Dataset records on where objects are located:
┌──
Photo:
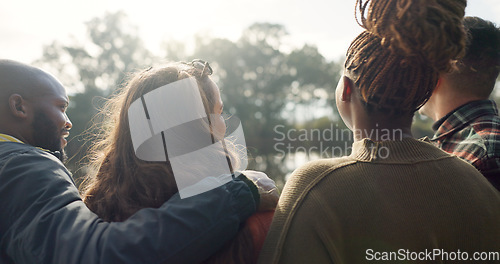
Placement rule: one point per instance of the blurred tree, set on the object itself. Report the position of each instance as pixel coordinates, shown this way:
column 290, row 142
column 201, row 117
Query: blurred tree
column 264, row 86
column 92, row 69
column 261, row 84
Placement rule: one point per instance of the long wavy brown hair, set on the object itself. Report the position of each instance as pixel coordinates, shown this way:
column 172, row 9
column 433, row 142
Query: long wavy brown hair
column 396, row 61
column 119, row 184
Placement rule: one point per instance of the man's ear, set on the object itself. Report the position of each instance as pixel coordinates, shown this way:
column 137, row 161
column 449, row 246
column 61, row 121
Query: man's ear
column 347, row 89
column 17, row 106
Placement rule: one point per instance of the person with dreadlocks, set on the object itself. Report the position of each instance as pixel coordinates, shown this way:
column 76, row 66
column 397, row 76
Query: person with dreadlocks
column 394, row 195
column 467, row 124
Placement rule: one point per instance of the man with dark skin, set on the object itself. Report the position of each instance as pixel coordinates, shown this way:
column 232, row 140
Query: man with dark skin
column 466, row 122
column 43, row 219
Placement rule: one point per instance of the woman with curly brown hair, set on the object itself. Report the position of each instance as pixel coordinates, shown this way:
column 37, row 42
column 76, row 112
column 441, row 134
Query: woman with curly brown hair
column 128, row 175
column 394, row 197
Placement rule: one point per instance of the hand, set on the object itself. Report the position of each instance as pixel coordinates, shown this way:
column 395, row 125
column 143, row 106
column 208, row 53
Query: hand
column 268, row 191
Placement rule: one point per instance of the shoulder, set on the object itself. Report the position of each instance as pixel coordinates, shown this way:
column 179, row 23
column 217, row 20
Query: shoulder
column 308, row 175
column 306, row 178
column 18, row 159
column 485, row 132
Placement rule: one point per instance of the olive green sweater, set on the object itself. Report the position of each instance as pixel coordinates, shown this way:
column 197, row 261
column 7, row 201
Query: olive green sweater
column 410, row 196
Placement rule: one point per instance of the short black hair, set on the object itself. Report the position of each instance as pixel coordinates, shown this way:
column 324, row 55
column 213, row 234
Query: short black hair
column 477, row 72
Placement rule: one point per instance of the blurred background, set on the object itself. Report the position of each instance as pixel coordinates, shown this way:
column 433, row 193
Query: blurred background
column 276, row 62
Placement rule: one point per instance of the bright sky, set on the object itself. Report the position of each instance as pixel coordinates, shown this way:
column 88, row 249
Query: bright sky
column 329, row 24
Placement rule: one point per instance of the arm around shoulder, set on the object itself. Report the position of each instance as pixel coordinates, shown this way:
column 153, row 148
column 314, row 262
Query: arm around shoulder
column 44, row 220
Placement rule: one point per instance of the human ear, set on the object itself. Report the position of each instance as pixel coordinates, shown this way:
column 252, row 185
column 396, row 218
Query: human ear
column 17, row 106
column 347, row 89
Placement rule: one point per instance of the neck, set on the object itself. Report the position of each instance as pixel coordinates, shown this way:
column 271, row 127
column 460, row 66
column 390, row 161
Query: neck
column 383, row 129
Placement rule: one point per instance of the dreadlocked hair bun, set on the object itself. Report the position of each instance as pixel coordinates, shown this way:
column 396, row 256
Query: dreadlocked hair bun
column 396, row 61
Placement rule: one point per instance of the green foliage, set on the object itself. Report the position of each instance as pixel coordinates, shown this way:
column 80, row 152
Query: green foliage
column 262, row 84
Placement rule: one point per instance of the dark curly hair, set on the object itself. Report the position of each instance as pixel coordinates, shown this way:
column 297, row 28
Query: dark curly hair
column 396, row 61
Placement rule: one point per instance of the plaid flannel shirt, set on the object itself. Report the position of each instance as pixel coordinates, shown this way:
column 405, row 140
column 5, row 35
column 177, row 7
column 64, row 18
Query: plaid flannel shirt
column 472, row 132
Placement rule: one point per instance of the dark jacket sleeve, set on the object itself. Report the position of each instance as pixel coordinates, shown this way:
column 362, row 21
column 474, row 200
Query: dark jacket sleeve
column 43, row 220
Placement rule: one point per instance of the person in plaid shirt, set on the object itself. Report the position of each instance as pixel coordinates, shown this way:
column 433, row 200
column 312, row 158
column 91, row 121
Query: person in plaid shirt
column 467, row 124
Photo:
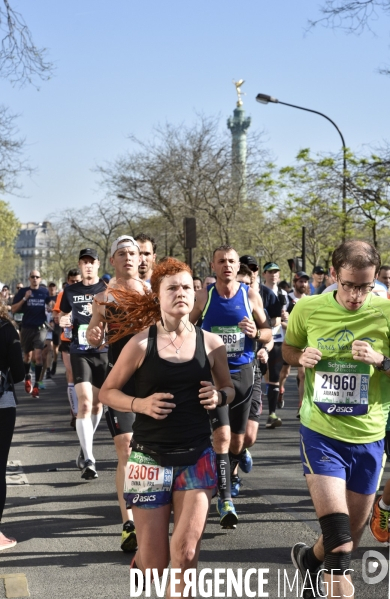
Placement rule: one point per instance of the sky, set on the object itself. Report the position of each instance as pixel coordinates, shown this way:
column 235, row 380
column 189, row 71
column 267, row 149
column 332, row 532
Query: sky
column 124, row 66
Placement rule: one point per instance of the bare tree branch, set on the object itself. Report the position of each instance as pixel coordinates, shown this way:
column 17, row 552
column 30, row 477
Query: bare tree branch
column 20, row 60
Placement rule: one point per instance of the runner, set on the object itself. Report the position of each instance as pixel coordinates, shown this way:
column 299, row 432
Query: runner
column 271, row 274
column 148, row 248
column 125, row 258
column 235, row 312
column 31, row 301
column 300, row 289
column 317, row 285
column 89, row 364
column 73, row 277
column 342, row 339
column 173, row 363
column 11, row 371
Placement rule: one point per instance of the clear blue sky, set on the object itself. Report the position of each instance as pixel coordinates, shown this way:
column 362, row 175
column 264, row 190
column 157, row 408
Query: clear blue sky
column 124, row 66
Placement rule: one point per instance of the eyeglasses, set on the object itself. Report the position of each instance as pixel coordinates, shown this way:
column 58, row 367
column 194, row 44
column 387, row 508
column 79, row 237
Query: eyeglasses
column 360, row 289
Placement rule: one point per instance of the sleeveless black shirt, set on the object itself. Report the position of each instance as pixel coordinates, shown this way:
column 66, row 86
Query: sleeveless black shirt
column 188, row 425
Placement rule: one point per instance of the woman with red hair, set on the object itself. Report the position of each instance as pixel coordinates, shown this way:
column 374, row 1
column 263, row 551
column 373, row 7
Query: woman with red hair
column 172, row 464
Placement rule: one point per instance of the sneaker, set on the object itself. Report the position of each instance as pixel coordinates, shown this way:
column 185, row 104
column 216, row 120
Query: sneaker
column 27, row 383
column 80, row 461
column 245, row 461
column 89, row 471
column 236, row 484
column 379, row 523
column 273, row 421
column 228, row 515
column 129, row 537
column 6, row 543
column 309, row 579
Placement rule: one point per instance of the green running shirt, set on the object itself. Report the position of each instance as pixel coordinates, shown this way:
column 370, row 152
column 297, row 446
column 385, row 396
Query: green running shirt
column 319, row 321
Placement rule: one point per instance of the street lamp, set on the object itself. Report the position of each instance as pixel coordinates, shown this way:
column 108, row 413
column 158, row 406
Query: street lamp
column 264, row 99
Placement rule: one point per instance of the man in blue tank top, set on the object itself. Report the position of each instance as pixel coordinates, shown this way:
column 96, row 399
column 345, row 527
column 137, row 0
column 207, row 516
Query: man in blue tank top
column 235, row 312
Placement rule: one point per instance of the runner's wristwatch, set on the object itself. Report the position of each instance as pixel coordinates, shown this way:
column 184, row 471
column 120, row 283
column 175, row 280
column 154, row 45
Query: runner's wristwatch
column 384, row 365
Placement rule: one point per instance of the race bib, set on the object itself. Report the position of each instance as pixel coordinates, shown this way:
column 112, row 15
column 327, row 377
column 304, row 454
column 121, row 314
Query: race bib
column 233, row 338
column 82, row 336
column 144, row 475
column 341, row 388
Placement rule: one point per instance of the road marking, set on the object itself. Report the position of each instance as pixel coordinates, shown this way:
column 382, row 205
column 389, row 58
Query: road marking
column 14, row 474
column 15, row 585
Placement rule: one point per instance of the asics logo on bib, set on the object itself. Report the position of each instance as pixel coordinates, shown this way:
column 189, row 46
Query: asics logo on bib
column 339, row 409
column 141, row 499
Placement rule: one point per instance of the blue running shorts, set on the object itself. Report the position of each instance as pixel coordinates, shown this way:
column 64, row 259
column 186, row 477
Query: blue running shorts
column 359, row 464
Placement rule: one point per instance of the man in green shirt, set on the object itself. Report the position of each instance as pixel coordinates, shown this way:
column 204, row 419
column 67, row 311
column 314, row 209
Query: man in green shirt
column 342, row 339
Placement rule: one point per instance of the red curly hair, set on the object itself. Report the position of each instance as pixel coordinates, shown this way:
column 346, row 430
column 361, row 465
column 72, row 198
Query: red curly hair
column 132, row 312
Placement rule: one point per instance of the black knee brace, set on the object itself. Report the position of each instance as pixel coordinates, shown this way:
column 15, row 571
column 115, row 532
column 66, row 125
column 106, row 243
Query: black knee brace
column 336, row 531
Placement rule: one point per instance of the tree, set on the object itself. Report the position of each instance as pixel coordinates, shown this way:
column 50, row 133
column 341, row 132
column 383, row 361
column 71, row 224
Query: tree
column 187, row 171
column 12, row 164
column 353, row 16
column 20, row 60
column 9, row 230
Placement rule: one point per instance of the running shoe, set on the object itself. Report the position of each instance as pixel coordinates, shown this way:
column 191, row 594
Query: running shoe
└──
▶ [Description of the task]: Rewrite the lines starting with the line containing "Placement rule: one point per instance of the man's" and going on through the line containing "column 43, row 219" as a JSON list of strings, one string per line, with blank lines left out.

▶ [Exercise answer]:
[
  "Placement rule: one point per instance of the man's ear, set on the object itself. Report the position of each instance as pixel coordinates, shown this way:",
  "column 137, row 161",
  "column 449, row 246",
  "column 61, row 121",
  "Query: man's ear",
  "column 347, row 89",
  "column 17, row 106",
  "Placement rule: one point per instance of the person with dreadlocks, set on the object itself. Report the position of each instance as pixel coordinates, shown this way:",
  "column 76, row 66",
  "column 397, row 76",
  "Query: person with dreadlocks",
  "column 394, row 195",
  "column 467, row 124",
  "Placement rule: one point per instance of the man with dark skin, set on the object itself. Report the position of each instance as pixel coordinates, shown this way:",
  "column 232, row 140",
  "Query: man with dark skin",
  "column 466, row 122",
  "column 43, row 219"
]